Texte fourni >>
Critique Global manga Euterpe #1

7
Euterpe

par KssioP le jeu. 17 août 2017 Staff

Cette année, un nouvel éditeur s’est fait connaître à la Japan Expo, H2T. Reconnu sur la toile jusqu’à maintenant pour son catalogue dématérialisé, cet éditeur promeut des jeunes artistes français. J’avais suivi la promotion des titres papiers proposés pour la toute première fois en juillet dernier et Euterpe m’avait tapé dans l’œil (aïeuh !). Art of K que certains ont sûrement eu la chance de rencontrer en séance de dédicaces en est l’auteur. J’étais enthousiaste en entamant ma lecture, mais déçue à la fin. Je suis mitigée dans mon ressenti. Art of K a certes un réel potentiel mais il lui manque encore ce petit quelque chose pour convaincre, il va lui falloir perfectionner son art et sa manière d’appréhender l’histoire si elle souhaite devenir incontournable.


Le premier chapitre est selon moi un sans-faute. On découvre un petit garçon qui joue du piano sous le regard bienveillant de son grand-père, un pianiste renommé. Celui-ci lui explique combien il est important de penser à ceux qu’on aime pour bien jouer la musique. S’en suit le réveil de ce même petit garçon, Jon, des années plus tard. Le Jeune homme, valise à la main, retourne dans la maison d’enfance où il a appris le piano. Son grand-père n’est plus et Jon est désemparé. Il ne s’en remet pas, ajouté du fait qu’ils étaient en froid depuis longtemps pour on ne sait quelle raison. Un lourd fardeau pour un pianiste de génie tombé en dépression qui n’arrive plus à rien. Il espère des réponses, tout en étant hanté par le fantôme de cet être inoubliable. La force dans ces premières pages réside dans la mise en scène assez lente des évènements. Il s’en dégage une vraie nostalgie qui nous fait entrer tout de suite dans la peau du héros.


Le 2ème chapitre suit exactement le même chemin, un mélange de rêve et de réalité puis… apparaît Kal, une jeune fille au caractère bien trempé, la dernière élève du Maestro décédé. A partir de là, mon plaisir s’est un peu amoindri. Déjà dans les dialogues. Je ne sais pas vous mais jamais ma grand-mère n’a employé le mot « abruti » pour semoncer ses enfants ou petits-enfants et je n’ai personnellement jamais appelé ma grand-mère ou mon grand-père le vieux ou la vieille pour les désigner ou les appeler. Les personnages qu’importe leur âge s’expriment comme des enfants et forcément on perd immédiatement en crédibilité. Or, si vous lisez mes critiques vous avez dû noter que je faisais très attention au crédit d’une histoire. Cela passe souvent par des détails. Ici, ce sont les mots et les réactions parfois exagérées et donc pas naturelles des protagonistes.

Entrées de données >>
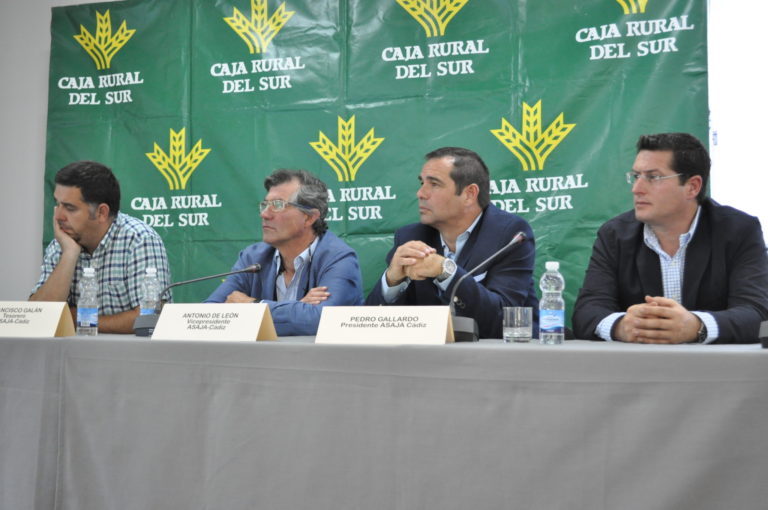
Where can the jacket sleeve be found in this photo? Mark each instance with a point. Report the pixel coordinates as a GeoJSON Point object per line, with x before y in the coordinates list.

--

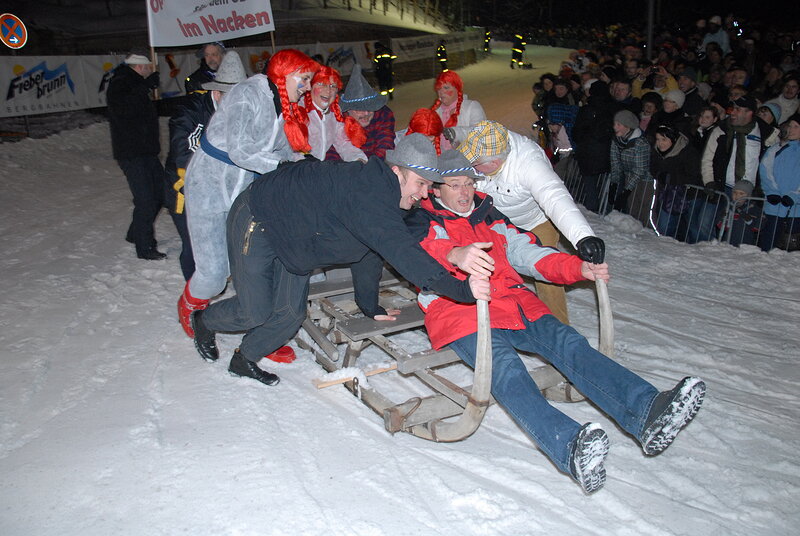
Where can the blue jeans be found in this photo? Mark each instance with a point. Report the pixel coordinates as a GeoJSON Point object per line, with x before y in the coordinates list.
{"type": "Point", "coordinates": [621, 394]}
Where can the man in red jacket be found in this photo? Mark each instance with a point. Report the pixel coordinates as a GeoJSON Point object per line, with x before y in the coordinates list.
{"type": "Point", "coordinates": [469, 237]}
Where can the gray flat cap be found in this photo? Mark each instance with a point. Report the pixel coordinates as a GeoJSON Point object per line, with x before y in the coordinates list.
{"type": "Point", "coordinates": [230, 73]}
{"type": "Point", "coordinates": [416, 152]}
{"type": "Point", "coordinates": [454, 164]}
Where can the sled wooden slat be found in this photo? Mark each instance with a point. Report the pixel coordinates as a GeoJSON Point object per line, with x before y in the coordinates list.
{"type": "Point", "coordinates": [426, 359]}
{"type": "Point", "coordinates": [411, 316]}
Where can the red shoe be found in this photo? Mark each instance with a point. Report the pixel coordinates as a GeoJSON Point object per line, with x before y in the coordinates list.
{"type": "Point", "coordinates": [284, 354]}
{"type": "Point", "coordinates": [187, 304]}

...

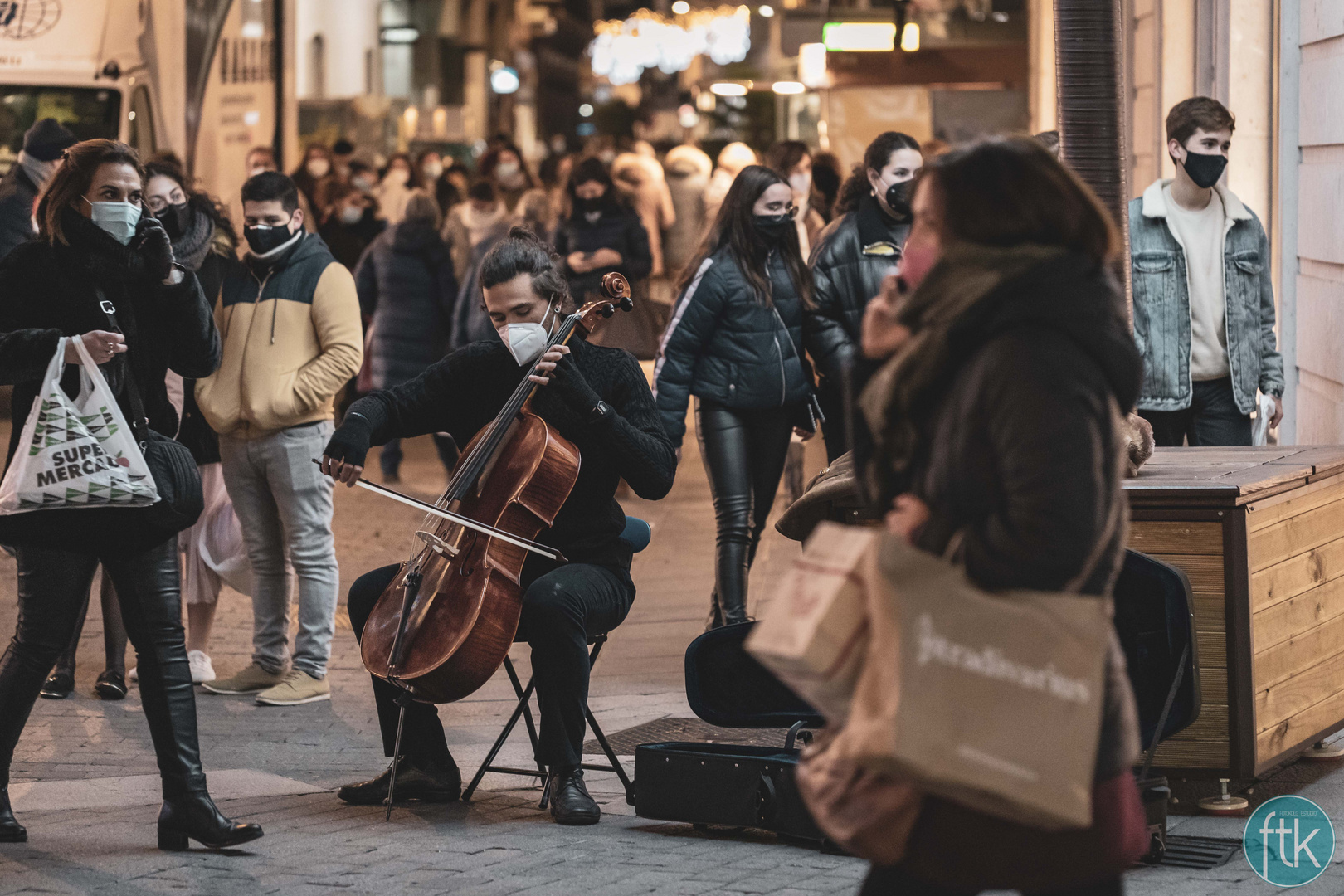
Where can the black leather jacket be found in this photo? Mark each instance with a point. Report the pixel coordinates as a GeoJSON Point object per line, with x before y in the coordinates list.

Consigne >> Pouvez-vous transcrire fidèlement le passage de la critique d'Euterpe qui va de « Critique Global manga » jusqu'à « souhaite devenir incontournable. » inclus ?

Réponse ci-dessous >>
Critique Global manga Euterpe #1

7
Euterpe

par KssioP le jeu. 17 août 2017 Staff

Cette année, un nouvel éditeur s’est fait connaître à la Japan Expo, H2T. Reconnu sur la toile jusqu’à maintenant pour son catalogue dématérialisé, cet éditeur promeut des jeunes artistes français. J’avais suivi la promotion des titres papiers proposés pour la toute première fois en juillet dernier et Euterpe m’avait tapé dans l’œil (aïeuh !). Art of K que certains ont sûrement eu la chance de rencontrer en séance de dédicaces en est l’auteur. J’étais enthousiaste en entamant ma lecture, mais déçue à la fin. Je suis mitigée dans mon ressenti. Art of K a certes un réel potentiel mais il lui manque encore ce petit quelque chose pour convaincre, il va lui falloir perfectionner son art et sa manière d’appréhender l’histoire si elle souhaite devenir incontournable.